§ **SELECTED EXTRACT**

By Gabrielle Byrne & Bruce Wishart: People For Puget Sound

People are beginning to realize that the Puget Sound needs help. Despite the sparkling surface and beautiful sunsets, there are real problems with the condition of the water and the habitat that it provides.

One of the primary issues facing the community is storm water runoff associated with land development. When development occurs in previously undeveloped areas, the resulting alterations to the land dramatically change how water is transported and stored. Development creates impervious surfaces and compacted soils that filter less water, which increases surface water runoff and decreases groundwater infiltration. With increased storm water runoff, everything works its way down to the water, whether it’s the coffee you spill on the sidewalk, the herbicide you use on your lawn or the oil that comes off your driveway. It’s all in there and can even be measured.

§ **STUDY MATERIAL**
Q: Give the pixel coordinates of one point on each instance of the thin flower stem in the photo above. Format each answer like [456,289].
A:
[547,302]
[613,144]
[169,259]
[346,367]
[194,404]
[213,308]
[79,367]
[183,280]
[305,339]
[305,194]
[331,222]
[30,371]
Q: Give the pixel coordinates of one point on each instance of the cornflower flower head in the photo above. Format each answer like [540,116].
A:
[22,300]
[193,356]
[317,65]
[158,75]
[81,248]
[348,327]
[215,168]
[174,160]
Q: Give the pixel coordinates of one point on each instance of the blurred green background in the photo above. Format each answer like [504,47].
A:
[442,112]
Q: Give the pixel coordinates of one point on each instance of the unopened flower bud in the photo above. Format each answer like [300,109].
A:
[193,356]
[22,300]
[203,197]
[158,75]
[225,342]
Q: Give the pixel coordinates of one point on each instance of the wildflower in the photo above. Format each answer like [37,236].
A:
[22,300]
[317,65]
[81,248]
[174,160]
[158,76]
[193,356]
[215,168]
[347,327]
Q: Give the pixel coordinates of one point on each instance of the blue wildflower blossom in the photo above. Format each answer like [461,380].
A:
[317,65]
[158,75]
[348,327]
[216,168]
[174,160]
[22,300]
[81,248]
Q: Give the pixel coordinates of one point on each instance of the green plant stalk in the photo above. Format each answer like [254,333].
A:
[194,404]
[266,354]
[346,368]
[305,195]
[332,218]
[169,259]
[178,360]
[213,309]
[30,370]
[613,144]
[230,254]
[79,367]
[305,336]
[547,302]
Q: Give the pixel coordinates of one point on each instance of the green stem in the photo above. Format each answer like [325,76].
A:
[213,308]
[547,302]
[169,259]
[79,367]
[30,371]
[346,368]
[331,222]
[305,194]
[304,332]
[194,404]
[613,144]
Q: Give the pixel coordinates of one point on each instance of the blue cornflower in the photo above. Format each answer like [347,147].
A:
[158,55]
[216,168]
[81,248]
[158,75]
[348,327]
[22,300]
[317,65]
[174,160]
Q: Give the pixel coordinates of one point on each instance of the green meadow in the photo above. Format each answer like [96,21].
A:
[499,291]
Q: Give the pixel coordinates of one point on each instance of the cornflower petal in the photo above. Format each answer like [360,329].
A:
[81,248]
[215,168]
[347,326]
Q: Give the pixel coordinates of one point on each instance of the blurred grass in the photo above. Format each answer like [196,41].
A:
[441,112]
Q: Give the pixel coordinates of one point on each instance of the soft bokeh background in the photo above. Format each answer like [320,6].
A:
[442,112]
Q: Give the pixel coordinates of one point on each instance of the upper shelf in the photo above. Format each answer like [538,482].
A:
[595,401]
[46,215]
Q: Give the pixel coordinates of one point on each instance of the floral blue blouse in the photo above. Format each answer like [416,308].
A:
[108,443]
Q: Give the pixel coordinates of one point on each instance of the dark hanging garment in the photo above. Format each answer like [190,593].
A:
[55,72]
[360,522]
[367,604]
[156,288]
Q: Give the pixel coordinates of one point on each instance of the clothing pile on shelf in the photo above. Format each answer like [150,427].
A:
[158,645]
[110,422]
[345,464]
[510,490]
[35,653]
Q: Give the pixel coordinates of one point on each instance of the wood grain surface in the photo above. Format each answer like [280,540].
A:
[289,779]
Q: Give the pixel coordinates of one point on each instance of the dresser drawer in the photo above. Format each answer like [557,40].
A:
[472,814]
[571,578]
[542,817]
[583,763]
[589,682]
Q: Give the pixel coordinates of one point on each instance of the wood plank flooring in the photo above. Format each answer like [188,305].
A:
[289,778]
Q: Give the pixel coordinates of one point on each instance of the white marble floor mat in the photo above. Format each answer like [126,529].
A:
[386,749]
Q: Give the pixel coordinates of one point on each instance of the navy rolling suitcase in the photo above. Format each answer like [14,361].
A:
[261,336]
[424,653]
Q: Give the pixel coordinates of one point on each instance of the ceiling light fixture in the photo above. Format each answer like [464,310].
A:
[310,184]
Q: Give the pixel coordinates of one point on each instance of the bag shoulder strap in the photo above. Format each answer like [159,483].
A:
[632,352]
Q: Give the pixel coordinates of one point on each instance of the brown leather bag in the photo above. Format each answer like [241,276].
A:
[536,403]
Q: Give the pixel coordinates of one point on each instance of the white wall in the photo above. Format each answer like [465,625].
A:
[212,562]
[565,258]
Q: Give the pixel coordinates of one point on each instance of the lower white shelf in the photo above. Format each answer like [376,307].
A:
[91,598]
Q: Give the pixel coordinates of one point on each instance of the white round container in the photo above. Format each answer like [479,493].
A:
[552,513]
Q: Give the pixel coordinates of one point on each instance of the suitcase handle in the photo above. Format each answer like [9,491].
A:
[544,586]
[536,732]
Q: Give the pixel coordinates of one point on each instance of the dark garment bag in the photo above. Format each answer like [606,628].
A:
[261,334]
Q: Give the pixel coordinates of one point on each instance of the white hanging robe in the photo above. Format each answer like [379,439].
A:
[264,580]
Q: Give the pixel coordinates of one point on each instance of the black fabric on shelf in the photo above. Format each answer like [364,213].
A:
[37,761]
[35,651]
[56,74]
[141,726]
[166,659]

§ **PROMPT 1**
List the everyday things that the Puget Sound passage says end up in the water because of storm water runoff.
§ **PROMPT 2**
Output the part of the Puget Sound passage starting with "By Gabrielle Byrne" and going on through "that it provides.".

§ **ANSWER BOX 1**
- the coffee you spill on the sidewalk
- the herbicide you use on your lawn
- the oil that comes off your driveway

§ **ANSWER BOX 2**
By Gabrielle Byrne & Bruce Wishart: People For Puget Sound

People are beginning to realize that the Puget Sound needs help. Despite the sparkling surface and beautiful sunsets, there are real problems with the condition of the water and the habitat that it provides.